--- START OF Listing ---

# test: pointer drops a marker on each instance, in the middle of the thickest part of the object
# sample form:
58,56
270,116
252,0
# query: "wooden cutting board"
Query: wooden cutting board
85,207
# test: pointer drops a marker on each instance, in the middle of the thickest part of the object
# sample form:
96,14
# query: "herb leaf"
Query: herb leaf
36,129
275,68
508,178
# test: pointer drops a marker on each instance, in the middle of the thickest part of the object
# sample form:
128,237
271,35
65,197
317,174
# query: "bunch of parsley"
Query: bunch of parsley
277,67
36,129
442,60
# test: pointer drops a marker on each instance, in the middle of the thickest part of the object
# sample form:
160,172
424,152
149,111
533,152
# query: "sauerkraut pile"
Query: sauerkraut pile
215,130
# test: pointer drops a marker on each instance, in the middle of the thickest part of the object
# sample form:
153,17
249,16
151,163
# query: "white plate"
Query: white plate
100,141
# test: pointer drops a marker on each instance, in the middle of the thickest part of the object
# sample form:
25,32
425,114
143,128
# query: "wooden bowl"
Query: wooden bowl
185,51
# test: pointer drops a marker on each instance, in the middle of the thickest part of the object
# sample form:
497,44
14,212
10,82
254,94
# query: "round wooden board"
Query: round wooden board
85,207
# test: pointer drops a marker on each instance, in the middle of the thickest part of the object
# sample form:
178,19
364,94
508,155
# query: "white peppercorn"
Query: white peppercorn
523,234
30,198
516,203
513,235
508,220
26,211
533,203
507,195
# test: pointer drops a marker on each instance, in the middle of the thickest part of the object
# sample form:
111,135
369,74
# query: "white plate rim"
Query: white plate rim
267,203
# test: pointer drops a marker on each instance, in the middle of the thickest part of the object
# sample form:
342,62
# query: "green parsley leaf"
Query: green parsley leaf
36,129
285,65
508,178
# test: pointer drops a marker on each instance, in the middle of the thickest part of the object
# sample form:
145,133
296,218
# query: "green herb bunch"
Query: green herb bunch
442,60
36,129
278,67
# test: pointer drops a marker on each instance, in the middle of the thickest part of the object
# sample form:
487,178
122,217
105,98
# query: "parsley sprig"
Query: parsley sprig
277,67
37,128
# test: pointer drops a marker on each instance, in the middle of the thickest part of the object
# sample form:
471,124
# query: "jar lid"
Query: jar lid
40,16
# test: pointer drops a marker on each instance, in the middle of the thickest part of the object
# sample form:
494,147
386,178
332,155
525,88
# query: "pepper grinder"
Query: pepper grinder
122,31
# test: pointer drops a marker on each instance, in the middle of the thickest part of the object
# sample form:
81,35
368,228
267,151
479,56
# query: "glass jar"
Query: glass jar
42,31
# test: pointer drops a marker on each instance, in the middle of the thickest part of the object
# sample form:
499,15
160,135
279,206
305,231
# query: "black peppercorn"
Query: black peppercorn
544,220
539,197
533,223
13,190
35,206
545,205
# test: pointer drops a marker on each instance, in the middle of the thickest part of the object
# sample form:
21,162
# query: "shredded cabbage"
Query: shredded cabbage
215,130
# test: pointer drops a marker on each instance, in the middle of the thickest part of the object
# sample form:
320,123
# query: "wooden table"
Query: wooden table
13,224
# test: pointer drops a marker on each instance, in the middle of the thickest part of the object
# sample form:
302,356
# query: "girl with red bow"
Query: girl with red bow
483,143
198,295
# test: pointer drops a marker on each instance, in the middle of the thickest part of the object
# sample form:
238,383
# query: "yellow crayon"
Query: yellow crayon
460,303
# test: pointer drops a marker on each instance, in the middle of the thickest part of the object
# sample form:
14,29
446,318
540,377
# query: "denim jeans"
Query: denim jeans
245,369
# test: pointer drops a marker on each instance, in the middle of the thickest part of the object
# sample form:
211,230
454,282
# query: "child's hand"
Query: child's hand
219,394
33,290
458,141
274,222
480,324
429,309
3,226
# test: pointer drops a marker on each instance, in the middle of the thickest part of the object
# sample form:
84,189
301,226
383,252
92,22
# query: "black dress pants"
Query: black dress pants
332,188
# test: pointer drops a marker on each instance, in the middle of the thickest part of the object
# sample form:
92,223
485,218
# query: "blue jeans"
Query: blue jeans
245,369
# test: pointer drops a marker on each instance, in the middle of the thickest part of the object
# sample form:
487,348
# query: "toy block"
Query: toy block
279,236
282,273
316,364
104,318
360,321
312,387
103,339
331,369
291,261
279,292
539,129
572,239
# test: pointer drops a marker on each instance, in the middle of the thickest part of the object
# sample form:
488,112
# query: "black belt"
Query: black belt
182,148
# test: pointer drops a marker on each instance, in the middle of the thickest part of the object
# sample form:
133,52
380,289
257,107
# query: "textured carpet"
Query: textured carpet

--- END OF Listing ---

Copy out each record from above, exactly.

# test: pointer drops a marker on each instance, in the middle of the thickest part of the object
# sample form:
58,56
270,116
252,0
# query: "wooden cutting board"
Query: wooden cutting board
85,207
# test: pointer drops a marker on each instance, in the middle of the thickest part of the object
# sample form:
96,14
# query: "herb leaf"
Query: herb leaf
36,129
275,68
508,178
# test: pointer drops a marker on each instance, in the middle of the thickest part of the object
# sample form:
128,237
271,35
65,197
317,174
# query: "bunch of parsley"
Query: bunch of parsley
277,67
36,129
442,60
# test: pointer drops a marker on each instance, in the middle of the thickest part of the object
# sample form:
160,172
424,152
149,111
533,152
# query: "sauerkraut pile"
Query: sauerkraut pile
215,130
# test: pointer drops a marker on each instance, in the middle of the thickest part of the object
# sample form:
153,17
249,16
151,163
# query: "white plate"
Query: white plate
100,141
# test: pointer drops a marker on each instance, in the middle of the thickest part of the object
# sample form:
25,32
425,114
143,128
# query: "wooden bowl"
Query: wooden bowl
185,51
# test: pointer drops a marker on each instance, in the middle of the thickest part of the object
# sample form:
497,44
14,212
10,82
254,94
# query: "round wooden board"
Query: round wooden board
85,207
# test: pointer drops a marker on each instance, in the middle of the thickest part of the object
# sample form:
178,19
364,94
508,155
# query: "white peppercorn"
Query: white peppercorn
523,234
30,198
516,203
513,235
508,220
26,211
533,203
507,195
# test: pointer drops a marker on each instance, in the middle of the thickest part of the object
# sample form:
111,135
369,74
# query: "white plate rim"
Query: white plate rim
267,203
# test: pointer drops a marker on each instance, in the middle of the thickest part of the object
# sample form:
342,62
# query: "green parsley leaf"
Query: green parsley leaf
36,129
285,65
508,178
# test: pointer drops a marker on each instance, in the middle of the thickest part of the object
# sample form:
145,133
296,218
# query: "green herb bunch"
Query: green herb bunch
442,60
36,129
278,67
# test: pointer drops a marker on each instance, in the middle of the thickest part of the object
# sample form:
487,178
122,217
105,98
# query: "parsley sprig"
Query: parsley sprig
277,67
37,128
# test: pointer drops a marker on each instance, in the middle of the thickest part of the object
# sample form:
471,124
# query: "jar lid"
Query: jar lid
40,16
# test: pointer drops a marker on each instance, in the middle of the thickest part of the object
# sample form:
494,147
386,178
332,155
525,88
# query: "pepper grinder"
Query: pepper grinder
122,31
# test: pointer drops a marker on each instance, in the middle of the thickest part of the object
# sample form:
81,35
368,228
267,151
479,56
# query: "glass jar"
Query: glass jar
42,31
# test: pointer drops a marker on each instance, in the middle of the thickest part of the object
# sample form:
499,15
160,135
279,206
305,231
# query: "black peppercorn"
Query: black peppercorn
544,220
539,197
533,223
13,190
35,206
545,205
# test: pointer drops a marker on each instance, in the middle of the thickest part of the object
# sample form:
21,162
# query: "shredded cabbage"
Query: shredded cabbage
215,130
# test: pointer drops a marker on each instance, in the middle of the thickest part of the object
# sample form:
320,123
# query: "wooden table"
Query: wooden table
13,224
# test: pointer drops a marker on each instance, in the middle of the thickest part of the object
# sample form:
302,356
# query: "girl with red bow"
Query: girl with red bow
483,143
198,295
# test: pointer drops a marker on each instance, in the middle of the thickest part of the object
# sample form:
238,383
# query: "yellow crayon"
Query: yellow crayon
460,303
# test: pointer drops a marker on each instance, in the middle of the thickest part of the object
# sample form:
14,29
446,318
540,377
# query: "denim jeans"
Query: denim jeans
245,369
# test: pointer drops a marker on each instance, in the middle of the thickest part of the object
# sample form:
211,230
454,282
# query: "child's hand"
Query: child's hand
219,394
33,290
458,141
274,222
480,324
429,309
3,226
# test: pointer drops a marker on each instance, in the middle of the thickest part of the object
# sample form:
84,189
301,226
383,252
92,22
# query: "black dress pants"
Query: black dress pants
332,188
# test: pointer drops a marker on each instance, in the middle of the thickest part of the object
# sample form:
92,223
485,218
# query: "blue jeans"
Query: blue jeans
245,369
# test: pointer drops a marker on each instance, in the middle of the thickest part of the object
# sample form:
487,348
# query: "toy block"
Query: toy block
279,236
282,273
316,364
104,318
360,321
312,387
103,339
331,369
291,261
279,292
539,129
572,239
# test: pointer drops a marker on each instance, in the middle of the thickest part of the object
# sample form:
488,112
# query: "black belt"
Query: black belt
182,148
# test: pointer drops a marker on each instance, in the middle of the thickest part of the object
# sample form:
133,52
380,289
257,107
# query: "textured carpet"
Query: textured carpet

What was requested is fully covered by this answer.